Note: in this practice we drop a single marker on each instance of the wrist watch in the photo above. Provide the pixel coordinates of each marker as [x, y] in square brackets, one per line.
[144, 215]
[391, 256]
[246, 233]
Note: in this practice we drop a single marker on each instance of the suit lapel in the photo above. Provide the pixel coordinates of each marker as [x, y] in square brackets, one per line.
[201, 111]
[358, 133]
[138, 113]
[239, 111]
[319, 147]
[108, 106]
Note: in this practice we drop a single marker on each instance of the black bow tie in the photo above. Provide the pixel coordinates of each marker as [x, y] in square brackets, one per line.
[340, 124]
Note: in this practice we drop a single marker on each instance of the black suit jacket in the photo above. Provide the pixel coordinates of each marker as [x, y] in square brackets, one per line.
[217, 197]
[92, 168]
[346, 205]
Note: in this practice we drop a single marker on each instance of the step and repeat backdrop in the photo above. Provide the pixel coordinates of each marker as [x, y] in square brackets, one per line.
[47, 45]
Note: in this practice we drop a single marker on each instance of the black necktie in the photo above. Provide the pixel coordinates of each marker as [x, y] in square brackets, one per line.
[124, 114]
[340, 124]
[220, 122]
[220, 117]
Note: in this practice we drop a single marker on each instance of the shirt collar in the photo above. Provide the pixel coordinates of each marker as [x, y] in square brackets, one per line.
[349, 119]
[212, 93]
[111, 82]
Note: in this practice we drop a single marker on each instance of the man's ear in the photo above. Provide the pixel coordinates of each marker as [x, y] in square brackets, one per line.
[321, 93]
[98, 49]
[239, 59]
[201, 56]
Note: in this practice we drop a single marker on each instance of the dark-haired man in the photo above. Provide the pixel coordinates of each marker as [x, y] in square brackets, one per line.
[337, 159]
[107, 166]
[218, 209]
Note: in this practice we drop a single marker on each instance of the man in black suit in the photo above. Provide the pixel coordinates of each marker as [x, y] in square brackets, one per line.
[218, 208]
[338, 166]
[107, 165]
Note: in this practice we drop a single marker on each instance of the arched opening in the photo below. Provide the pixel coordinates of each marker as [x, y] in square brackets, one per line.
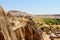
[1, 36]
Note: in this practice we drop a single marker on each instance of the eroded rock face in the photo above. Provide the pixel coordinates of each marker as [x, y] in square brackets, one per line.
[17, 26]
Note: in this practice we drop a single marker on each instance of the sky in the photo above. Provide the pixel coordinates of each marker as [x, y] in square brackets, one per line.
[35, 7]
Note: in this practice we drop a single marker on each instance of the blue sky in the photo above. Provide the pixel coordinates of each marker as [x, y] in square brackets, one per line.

Assignment — Please repeat the data verbatim and leave the pictures out of your copy.

Answer to this problem —
Note: in this practice we drop a single marker on each instance of the wrist watch in the photo above. Provide the pixel coordinates of each marker as [x, y] in square brackets, one per line.
[144, 215]
[391, 256]
[246, 233]
Note: in this practice we drop a single marker on each instance of the suit lapel in the photo above. Provide the pixel coordinates of each marker as [x, y] in square brackets, one per line.
[201, 111]
[358, 133]
[138, 113]
[239, 111]
[319, 147]
[108, 106]
Note: in this practice we drop a single marker on each instance of the black bow tie in the photo above. Provide the pixel coordinates of each marker as [x, y] in square brackets, one per line.
[340, 124]
Note: in this practice we drop a single marker on each instance of the black suit jacket in the photo above. Provide the pixel coordinates of each marker as [x, y] in square brackets, one per line.
[217, 197]
[92, 168]
[346, 205]
Note: in this practice we drop a single marker on each instance of the step and repeat backdrop in the photo above. Provide the pixel coordinates of each marker as [x, y] in square brackets, one per line.
[47, 45]
Note: in this practice we drop a single marker on each instance of the black necktie in the photo above. Provide the pixel coordinates of each marker as [x, y] in square brackets, one per line.
[124, 114]
[340, 124]
[220, 122]
[220, 117]
Note: in this practice we drop a single marker on each instance of the shirt collar in the photo above. Provide the pixel coordinates of each marker as [x, y] in square brackets, one per line.
[349, 119]
[212, 93]
[111, 82]
Note: in this practice we drop a single marker on each instance of the man's ear in the photo above. Provide the pixel coordinates of each marker as [x, y] in square brackets, one per line.
[321, 93]
[98, 49]
[239, 59]
[201, 56]
Note: in this practice we drop a single marker on each instance of the dark-haired man in the photo above. Provide the pixel coordinates of each marker as [x, y] in square brackets, one per line.
[337, 159]
[107, 166]
[218, 209]
Note: in this practice we drop a single marker on each instance of the man in black suit in the photo above. Provide the pixel coordinates of each marker as [x, y] in square brackets, one per line.
[218, 208]
[338, 166]
[107, 165]
Note: in this practice we drop a single marker on each instance of the arched opening in the photo below. Provide the pixel coordinates of each marker as [x, y] in square brackets, one per line.
[1, 36]
Note: in this practice we drop a single marker on each instance of the eroded rock face in the photo above. Provide the pixel coordinates of each marker as [x, y] in square brackets, one per line.
[17, 26]
Note: in this practice we drop a single marker on each instance of the sky in the photo above. Provide the pixel coordinates of each marker as [x, y] in square brackets, one per line.
[35, 7]
Note: in this practice we drop a single marker on each instance of the blue sky in the photo above. Provide the pixel coordinates of each marker as [x, y] in square brackets, one per line.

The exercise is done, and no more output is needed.